▸ EXERCISE BRIEF: For every entry below, retype it exactly as it reads.

[Excerpts from a dataset]
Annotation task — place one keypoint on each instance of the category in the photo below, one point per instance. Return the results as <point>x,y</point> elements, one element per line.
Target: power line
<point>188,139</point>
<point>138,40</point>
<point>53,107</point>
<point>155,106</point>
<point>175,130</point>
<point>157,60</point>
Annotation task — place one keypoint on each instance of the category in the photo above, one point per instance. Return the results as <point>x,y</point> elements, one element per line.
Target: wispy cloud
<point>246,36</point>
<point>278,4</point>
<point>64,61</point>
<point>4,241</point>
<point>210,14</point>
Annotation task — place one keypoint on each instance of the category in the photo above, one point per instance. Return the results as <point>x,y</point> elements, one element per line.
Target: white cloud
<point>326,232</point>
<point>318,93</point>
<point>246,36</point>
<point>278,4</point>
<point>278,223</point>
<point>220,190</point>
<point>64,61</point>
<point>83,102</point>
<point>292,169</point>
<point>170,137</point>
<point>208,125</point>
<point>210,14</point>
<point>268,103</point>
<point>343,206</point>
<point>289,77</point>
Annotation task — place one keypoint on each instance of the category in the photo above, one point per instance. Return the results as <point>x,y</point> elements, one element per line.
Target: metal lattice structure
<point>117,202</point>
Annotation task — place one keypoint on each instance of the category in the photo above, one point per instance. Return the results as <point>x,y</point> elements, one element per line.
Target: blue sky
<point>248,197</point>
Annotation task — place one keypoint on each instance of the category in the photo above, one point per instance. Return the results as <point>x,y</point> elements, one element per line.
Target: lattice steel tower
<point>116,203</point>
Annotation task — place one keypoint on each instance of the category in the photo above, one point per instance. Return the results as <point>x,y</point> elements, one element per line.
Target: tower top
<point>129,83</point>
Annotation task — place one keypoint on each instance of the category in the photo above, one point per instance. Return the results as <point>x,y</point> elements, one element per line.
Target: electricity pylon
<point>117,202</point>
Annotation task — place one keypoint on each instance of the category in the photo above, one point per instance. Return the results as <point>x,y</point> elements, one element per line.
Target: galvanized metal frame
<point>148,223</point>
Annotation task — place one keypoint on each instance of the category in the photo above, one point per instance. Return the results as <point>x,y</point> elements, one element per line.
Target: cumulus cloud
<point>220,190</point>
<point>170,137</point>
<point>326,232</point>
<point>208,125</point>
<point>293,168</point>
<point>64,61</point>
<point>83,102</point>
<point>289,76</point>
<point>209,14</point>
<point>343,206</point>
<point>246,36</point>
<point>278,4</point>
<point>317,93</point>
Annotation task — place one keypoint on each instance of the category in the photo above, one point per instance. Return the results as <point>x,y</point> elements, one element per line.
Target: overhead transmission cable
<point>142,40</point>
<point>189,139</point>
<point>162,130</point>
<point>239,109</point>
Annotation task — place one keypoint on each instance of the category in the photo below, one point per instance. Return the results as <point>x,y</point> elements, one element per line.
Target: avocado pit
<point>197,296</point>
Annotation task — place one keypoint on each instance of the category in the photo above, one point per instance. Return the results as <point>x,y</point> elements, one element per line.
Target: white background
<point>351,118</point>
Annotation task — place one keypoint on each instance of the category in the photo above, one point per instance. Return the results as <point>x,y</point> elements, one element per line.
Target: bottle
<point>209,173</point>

▸ TASK RESPONSE:
Annotation task — place one keypoint on each instance of the category in the photo below, one point per instance. Return the results as <point>x,y</point> elements, one element per line.
Target: power line
<point>188,139</point>
<point>138,40</point>
<point>53,107</point>
<point>155,106</point>
<point>175,130</point>
<point>157,60</point>
Annotation task — place one keypoint on each instance of the category in the photo above, one point per instance. Return the results as <point>x,y</point> elements, one element per line.
Target: wispy cloud
<point>246,36</point>
<point>278,4</point>
<point>64,61</point>
<point>4,241</point>
<point>210,14</point>
Annotation task — place one keypoint on each instance of the category in the photo above, one point per instance. Return the results as <point>x,y</point> elements, one element per line.
Target: white cloud
<point>326,232</point>
<point>318,93</point>
<point>246,36</point>
<point>278,4</point>
<point>278,223</point>
<point>220,190</point>
<point>64,61</point>
<point>83,102</point>
<point>292,169</point>
<point>170,137</point>
<point>208,125</point>
<point>210,14</point>
<point>268,103</point>
<point>343,206</point>
<point>289,77</point>
Annotation task — place one keypoint on each instance of the category in the photo above, one point per instance. Return the results as <point>x,y</point> elements, one element per line.
Target: metal lattice structure
<point>117,202</point>
Annotation task — place one keypoint on each instance of the category in the photo above, one point per instance. Return the results as <point>x,y</point> elements, one element per line.
Target: blue sky
<point>248,197</point>
Annotation task — place one keypoint on each instance of the category in the photo above, one point per instance. Return the results as <point>x,y</point> elements, one element per line.
Target: lattice steel tower
<point>116,203</point>
Annotation task — place one keypoint on each instance of the category in the photo above, one point per instance. Return the results as <point>x,y</point> elements, one element per line.
Target: tower top
<point>129,83</point>
Annotation task — place one keypoint on each instance of the category in the photo above, one point per instance. Return the results as <point>x,y</point> elements, one element per line.
Target: electricity pylon
<point>117,202</point>
Annotation task — place one keypoint on each instance of the category in the photo above, one point per instance. Return the results as <point>x,y</point> elements, one element per line.
Target: galvanized metal frame
<point>148,223</point>
Annotation task — place one keypoint on each instance of the category in the photo above, one point per instance. Return the results as <point>x,y</point> elements, one element per line.
Target: cumulus cloud
<point>220,190</point>
<point>170,137</point>
<point>326,232</point>
<point>208,125</point>
<point>293,168</point>
<point>64,61</point>
<point>83,102</point>
<point>289,76</point>
<point>209,14</point>
<point>343,206</point>
<point>246,36</point>
<point>278,4</point>
<point>317,93</point>
Annotation task — place one keypoint on each instance of the category in the photo above, one point per instance. Return the results as <point>x,y</point> elements, one element per line.
Target: overhead transmission cable
<point>142,40</point>
<point>189,139</point>
<point>162,130</point>
<point>239,109</point>
Annotation task — place one keypoint on each instance of the category in the photo below, one point per instance. Return the results as <point>x,y</point> elements, one element per line.
Target: avocado pit
<point>197,296</point>
Annotation task — place one keypoint on each instance of the category in the photo above, one point per instance. Return the results as <point>x,y</point> elements, one element per line.
Target: white background
<point>351,118</point>
Annotation task — place one keypoint on each instance of the category in the photo above, one point per instance. Return the results as <point>x,y</point> elements, one element per line.
Target: bottle
<point>209,173</point>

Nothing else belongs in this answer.